Text →
◇ ◇ ◇ ◇ ◇

Joe first learned the ropes of the restaurant business from his father, Felice Bastianich, the original Restaurant Man, the ultrapragmatic and sharp-eyed owner of a popular red-sauce joint. But years of cleaning chickens and other kitchen drudgery convinced Joe that his destiny lay elsewhere. After a year on Wall Street, however, he realized that his love of food was by now too deeply ingrained, and after buying a one-way ticket to Italy, he spent over a year working in restaurants and vineyards there, developing his own taste and learning everything he could about Italian cuisine.
Upon his return to New York, he partnered with his mother to open Becco and soon after joined forces with Mario Batali, an alliance that not only created a string of critically acclaimed and popular restaurants but redefined Italian food in America.
Restaurant Man is not only a compelling ragù-to-riches chronicle but a look behind the scenes at what it really takes to run a restaurant in New York City, the most demanding, fickle, and passionate market in America, from dealing with shady vendors, avaricious landlords, and vitriolic food critics, to day-to-day issues like the cost of linens ("the number-one evil") and bread and butter.

◇ ◇ ◇ ◇ ◇

Directives →
1) Turn the records into a JSON list of strings, one string per line, from the line containing "Now, locate bird tail." down through the end of the records, with blank lines and pictures left out.
2) Go on with the passage about Joe's path into the restaurant business, starting right after its last sentence.

◇ ◇ ◇ ◇ ◇

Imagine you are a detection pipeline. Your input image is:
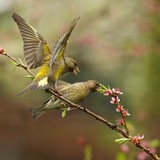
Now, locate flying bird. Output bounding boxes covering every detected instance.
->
[12,13,79,95]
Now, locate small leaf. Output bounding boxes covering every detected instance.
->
[62,108,67,118]
[115,138,130,144]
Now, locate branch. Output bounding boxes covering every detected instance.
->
[49,89,160,160]
[0,52,160,160]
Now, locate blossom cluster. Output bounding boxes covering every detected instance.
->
[104,88,130,125]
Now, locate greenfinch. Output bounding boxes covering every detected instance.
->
[30,80,100,119]
[12,13,79,95]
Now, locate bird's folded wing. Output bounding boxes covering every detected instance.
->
[50,17,80,67]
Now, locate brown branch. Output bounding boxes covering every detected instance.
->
[2,53,160,160]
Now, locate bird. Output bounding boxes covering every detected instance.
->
[30,80,101,119]
[12,13,80,95]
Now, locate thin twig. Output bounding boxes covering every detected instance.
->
[49,89,159,160]
[2,53,35,77]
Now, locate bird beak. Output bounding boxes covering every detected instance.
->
[96,84,101,91]
[73,67,80,76]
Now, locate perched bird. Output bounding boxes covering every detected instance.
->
[12,13,79,95]
[30,80,100,119]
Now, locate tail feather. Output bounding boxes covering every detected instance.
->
[17,84,33,96]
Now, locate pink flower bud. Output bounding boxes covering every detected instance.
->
[122,110,130,117]
[110,97,120,104]
[131,135,144,144]
[116,104,124,112]
[117,118,124,125]
[112,88,123,96]
[0,47,4,54]
[104,89,112,96]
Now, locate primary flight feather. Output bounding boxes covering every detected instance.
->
[12,13,79,95]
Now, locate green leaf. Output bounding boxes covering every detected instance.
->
[62,108,67,118]
[115,138,130,144]
[116,152,126,160]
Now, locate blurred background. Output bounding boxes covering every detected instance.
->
[0,0,160,160]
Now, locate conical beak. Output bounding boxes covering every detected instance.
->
[73,67,80,76]
[96,84,101,91]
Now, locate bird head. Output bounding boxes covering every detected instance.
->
[65,57,80,75]
[86,80,101,92]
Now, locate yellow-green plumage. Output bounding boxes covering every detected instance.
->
[30,80,100,119]
[12,13,79,94]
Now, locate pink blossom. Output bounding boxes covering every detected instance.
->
[116,104,124,112]
[110,97,120,104]
[120,144,129,153]
[122,110,130,117]
[117,118,124,125]
[112,88,123,96]
[104,89,112,96]
[0,47,4,54]
[131,135,144,144]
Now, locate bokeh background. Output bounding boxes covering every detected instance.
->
[0,0,160,160]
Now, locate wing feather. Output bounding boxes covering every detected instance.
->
[50,17,80,67]
[12,13,51,69]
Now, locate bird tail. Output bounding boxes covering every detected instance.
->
[30,105,47,120]
[17,83,34,96]
[17,77,49,96]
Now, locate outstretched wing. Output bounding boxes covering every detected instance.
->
[12,13,51,69]
[50,17,80,67]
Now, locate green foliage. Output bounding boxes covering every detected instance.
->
[116,152,126,160]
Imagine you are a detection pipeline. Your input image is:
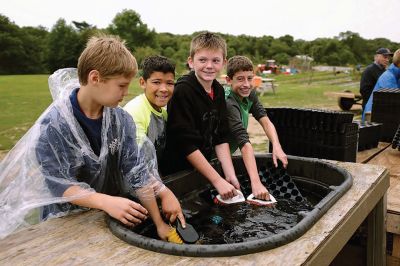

◇ ◇ ◇ ◇ ◇

Answers for this exercise →
1)
[
  "Now, locate bird tail. Output bounding boxes covering every detected instance.",
  "->",
  "[30,105,47,120]",
  "[17,83,34,96]",
  "[17,77,49,96]",
  "Now, locate outstretched wing. Output bounding boxes covering every detected instance.",
  "->",
  "[12,13,51,69]",
  "[50,17,80,67]",
  "Now, locate green foliage. Output bounding boxes covering every detected instance.",
  "->",
  "[116,152,126,160]",
  "Imagine you are a detection pipeline. Your input image is:"
]

2)
Writing vividly in an authentic New York style that is equal parts rock 'n' roll and hard-ass, bottom-line business reality, Joe shares lessons learned from a lifetime spent in restaurants ("Anything you give away for free is bad"), while recounting the stories of his own establishments - including how Del Posto managed to overcome a menu that was initially so ambitious that it could not be executed, to ultimately become the only four-star Italian restaurant in America.
Joe speaks frankly about friends and foes, but at the heart of the book is the mythical hero Restaurant Man, the old-school, blue-collar guy who stays true to the real secret of his success - watching costs but ferociously dedicating himself to exceeding his customers' expectations and delivering the best dining experience in the world.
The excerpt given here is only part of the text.